● **Written problem 1**
Arrange the records from the line containing "Target: man wearing white cap" through the end of the records as a Markdown table with the columns Row and Line. Number each row, skip blank lines, and leave the pictures out.

● **Extract to read**
— begin —

The Applicant says the video surveillance equipment has been installed professionally, its view is limited to their office, car parks and storage area, the cabling is minor and has zero impact on the complex. The Applicant states the equipment protects their staff, insurance and operations as a licensed premise. It is submitted the equipment was installed because the Body Corporate promote video surveillance but do not provide it, and that the café has been broken into and thousands of dollars of property has been stolen. It is stated the café operators (Les Toft and Peter Martin) have had many discussions with the resident managers and the chairperson (Mr O’Brien) about security issues. It is also submitted that the chairperson informed Les Toft at a recent committee meeting that he could put in video surveillance.
The Applicant provided a copy of two emails from Les Toft to North Coast Body Corporate. The first dated 10 May 2008 report approximately 16 chairs being stolen from the common property car park area stating that since the “office was broken into 2 years ago, we have continually drawn your attention to the fact you have signs declaring video surveillance but provide none”. The second email dated 21 November 2008 requested permission to install video surveillance and referred to an earlier break-in and recent theft of trailers, chairs and tables from a storage facility. In apologising for installing the video surveillance, Mr Toft stated they needed to act on a timely basis to protect their livelihood, staff and property.
The Applicant provided a copy of a letter to Les Toft dated 23 November 2008 from Col O’Brien (chairperson) regarding retrospective application for approval to install security surveillance equipment on common property. Mr O’Brien states “the application has been considered and was not approved” as the committee has a “concern for setting the irresponsible precedent of authorising the use of surveillance cameras for private viewing as we consider this to be a gross infringement of civil liberties...the cabling, surveillance camera and associated fittings which have been installed on common property...are required to be removed...The removal and repairs are to be completed within 7 days of receipt of this letter, namely, 30.11.08. Should you fail to comply with this order, arrangements shall be made for the removal and repairs by a suitably qualified tradesperson at your expense”.

— end —

● **Information given**
— begin —

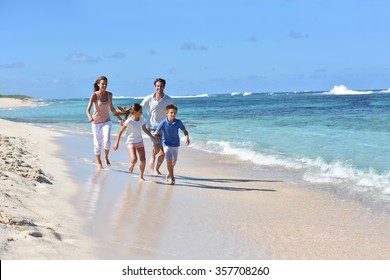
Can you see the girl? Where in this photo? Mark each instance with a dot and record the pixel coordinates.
(134, 140)
(100, 120)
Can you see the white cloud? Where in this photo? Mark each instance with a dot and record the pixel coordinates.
(14, 65)
(193, 47)
(82, 58)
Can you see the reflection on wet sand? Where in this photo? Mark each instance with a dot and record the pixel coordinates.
(127, 212)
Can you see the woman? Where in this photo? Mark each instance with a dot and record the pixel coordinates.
(100, 120)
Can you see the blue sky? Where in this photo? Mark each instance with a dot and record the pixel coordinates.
(57, 49)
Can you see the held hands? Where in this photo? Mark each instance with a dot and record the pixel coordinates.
(116, 146)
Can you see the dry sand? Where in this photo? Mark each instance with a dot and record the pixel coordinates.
(55, 205)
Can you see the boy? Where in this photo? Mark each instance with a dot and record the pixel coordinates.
(169, 130)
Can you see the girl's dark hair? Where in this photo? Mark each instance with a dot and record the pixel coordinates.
(96, 84)
(171, 106)
(135, 107)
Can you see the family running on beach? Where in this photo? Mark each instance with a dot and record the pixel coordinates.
(161, 126)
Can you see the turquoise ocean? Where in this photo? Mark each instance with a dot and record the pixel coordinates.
(336, 140)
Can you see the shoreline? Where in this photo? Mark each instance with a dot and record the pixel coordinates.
(54, 205)
(11, 103)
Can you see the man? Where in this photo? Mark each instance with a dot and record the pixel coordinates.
(155, 104)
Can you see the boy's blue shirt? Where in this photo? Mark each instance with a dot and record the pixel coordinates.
(170, 132)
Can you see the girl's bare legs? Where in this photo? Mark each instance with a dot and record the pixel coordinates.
(133, 159)
(142, 159)
(100, 164)
(108, 164)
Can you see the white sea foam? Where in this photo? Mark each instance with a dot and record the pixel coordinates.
(315, 171)
(343, 90)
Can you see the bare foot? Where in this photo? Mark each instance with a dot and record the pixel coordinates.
(108, 164)
(99, 166)
(151, 163)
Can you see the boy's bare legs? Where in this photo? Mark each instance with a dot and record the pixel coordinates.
(170, 175)
(157, 150)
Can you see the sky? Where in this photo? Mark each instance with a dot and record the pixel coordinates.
(57, 49)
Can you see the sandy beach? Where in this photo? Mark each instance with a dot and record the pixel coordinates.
(55, 205)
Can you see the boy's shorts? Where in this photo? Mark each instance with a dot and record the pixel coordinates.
(152, 131)
(135, 145)
(171, 153)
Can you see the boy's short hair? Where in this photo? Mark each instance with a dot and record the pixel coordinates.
(160, 80)
(171, 106)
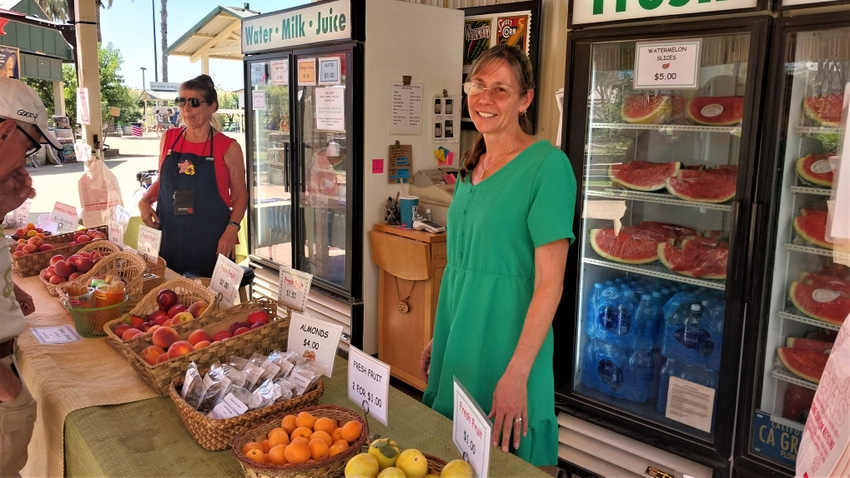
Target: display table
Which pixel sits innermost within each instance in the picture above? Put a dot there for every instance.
(97, 417)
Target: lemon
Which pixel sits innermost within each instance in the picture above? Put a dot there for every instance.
(362, 464)
(413, 463)
(457, 469)
(385, 451)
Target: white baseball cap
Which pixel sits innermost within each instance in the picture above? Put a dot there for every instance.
(21, 103)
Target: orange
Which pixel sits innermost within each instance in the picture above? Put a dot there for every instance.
(256, 455)
(324, 424)
(319, 450)
(279, 438)
(288, 423)
(305, 419)
(301, 432)
(297, 453)
(338, 447)
(351, 431)
(277, 455)
(251, 445)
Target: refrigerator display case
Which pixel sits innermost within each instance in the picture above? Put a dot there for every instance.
(803, 294)
(319, 106)
(661, 127)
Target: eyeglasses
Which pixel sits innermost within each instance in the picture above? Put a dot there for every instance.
(193, 102)
(497, 92)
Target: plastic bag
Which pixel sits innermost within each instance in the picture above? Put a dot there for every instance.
(99, 190)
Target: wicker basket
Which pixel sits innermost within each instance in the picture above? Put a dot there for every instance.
(263, 339)
(214, 435)
(328, 467)
(32, 264)
(90, 322)
(106, 248)
(188, 291)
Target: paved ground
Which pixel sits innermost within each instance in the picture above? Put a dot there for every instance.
(59, 183)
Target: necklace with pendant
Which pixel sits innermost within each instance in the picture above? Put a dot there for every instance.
(403, 304)
(503, 156)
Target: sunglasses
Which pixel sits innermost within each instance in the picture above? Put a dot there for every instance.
(193, 102)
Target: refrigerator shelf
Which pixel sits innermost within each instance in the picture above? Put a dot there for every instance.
(811, 190)
(809, 250)
(791, 315)
(670, 128)
(657, 271)
(658, 198)
(787, 376)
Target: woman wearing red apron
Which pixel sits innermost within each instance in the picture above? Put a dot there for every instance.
(201, 193)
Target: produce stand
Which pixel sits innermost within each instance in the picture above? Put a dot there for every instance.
(96, 417)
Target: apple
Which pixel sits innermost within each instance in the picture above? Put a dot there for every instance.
(176, 309)
(258, 316)
(224, 334)
(166, 298)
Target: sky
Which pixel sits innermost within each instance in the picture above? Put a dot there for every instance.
(129, 26)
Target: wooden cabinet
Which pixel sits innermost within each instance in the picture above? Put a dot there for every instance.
(411, 267)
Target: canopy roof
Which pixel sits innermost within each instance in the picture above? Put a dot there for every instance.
(217, 35)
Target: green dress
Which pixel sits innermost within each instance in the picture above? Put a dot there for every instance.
(493, 228)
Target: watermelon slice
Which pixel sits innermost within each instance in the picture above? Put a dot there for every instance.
(652, 109)
(643, 175)
(809, 344)
(696, 258)
(815, 169)
(819, 302)
(811, 226)
(716, 110)
(806, 364)
(704, 185)
(826, 109)
(631, 246)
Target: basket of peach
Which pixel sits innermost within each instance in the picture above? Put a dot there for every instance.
(216, 409)
(314, 442)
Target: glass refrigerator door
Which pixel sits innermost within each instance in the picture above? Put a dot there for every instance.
(324, 111)
(809, 292)
(652, 302)
(271, 229)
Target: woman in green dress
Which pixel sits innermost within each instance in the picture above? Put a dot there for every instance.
(509, 228)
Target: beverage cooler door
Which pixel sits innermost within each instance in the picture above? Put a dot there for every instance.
(806, 293)
(658, 319)
(271, 160)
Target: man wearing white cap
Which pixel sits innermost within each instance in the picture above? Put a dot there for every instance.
(23, 129)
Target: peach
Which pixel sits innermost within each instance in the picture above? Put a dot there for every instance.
(151, 353)
(197, 308)
(164, 337)
(199, 335)
(181, 347)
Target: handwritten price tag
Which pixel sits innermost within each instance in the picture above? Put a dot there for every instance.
(22, 214)
(471, 431)
(226, 278)
(673, 64)
(369, 383)
(293, 288)
(65, 216)
(148, 241)
(314, 339)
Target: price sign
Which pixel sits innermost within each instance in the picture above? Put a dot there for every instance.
(471, 431)
(22, 214)
(226, 278)
(314, 339)
(148, 241)
(369, 383)
(65, 216)
(667, 65)
(293, 288)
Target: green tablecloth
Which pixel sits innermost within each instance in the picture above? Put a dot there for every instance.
(147, 438)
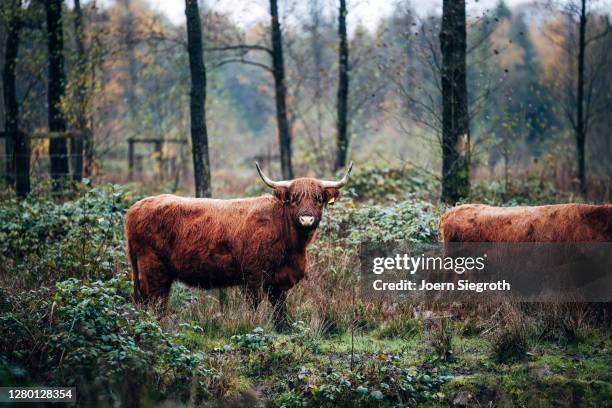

— end —

● **Written problem 2**
In the text on the café's video surveillance dispute, how many chairs did the 10 May 2008 email report stolen?

● **Task output 1**
| Row | Line |
|---|---|
| 1 | Target: man wearing white cap |
| 2 | Which pixel sits innermost within each instance in the picture above? Put a dot there for every instance. |
| 3 | (23, 129) |
| 4 | Target: peach |
| 5 | Which pixel sits innermost within each instance in the picture above? Put a dot there for every instance. |
| 6 | (151, 353) |
| 7 | (197, 308) |
| 8 | (164, 337) |
| 9 | (199, 335) |
| 10 | (181, 347) |
| 11 | Target: handwritten price tag |
| 12 | Which pixel sits innermost within each instance in the picture above? Put a dot there for every instance. |
| 13 | (22, 214) |
| 14 | (471, 431) |
| 15 | (226, 278) |
| 16 | (673, 64) |
| 17 | (369, 383) |
| 18 | (293, 288) |
| 19 | (65, 216) |
| 20 | (148, 241) |
| 21 | (314, 339) |
| 22 | Target: price sign |
| 23 | Which pixel sits innermost within each instance in the picture above? Put a dot there for every instance. |
| 24 | (471, 431) |
| 25 | (22, 214) |
| 26 | (226, 278) |
| 27 | (314, 339) |
| 28 | (148, 241) |
| 29 | (369, 383) |
| 30 | (65, 216) |
| 31 | (667, 65) |
| 32 | (293, 288) |
| 33 | Target: green tablecloth |
| 34 | Which pixel sits innermost within each instance in the picture above? Put a dot there for every instance. |
| 35 | (147, 438) |

● **Task output 2**
Approximately 16 chairs.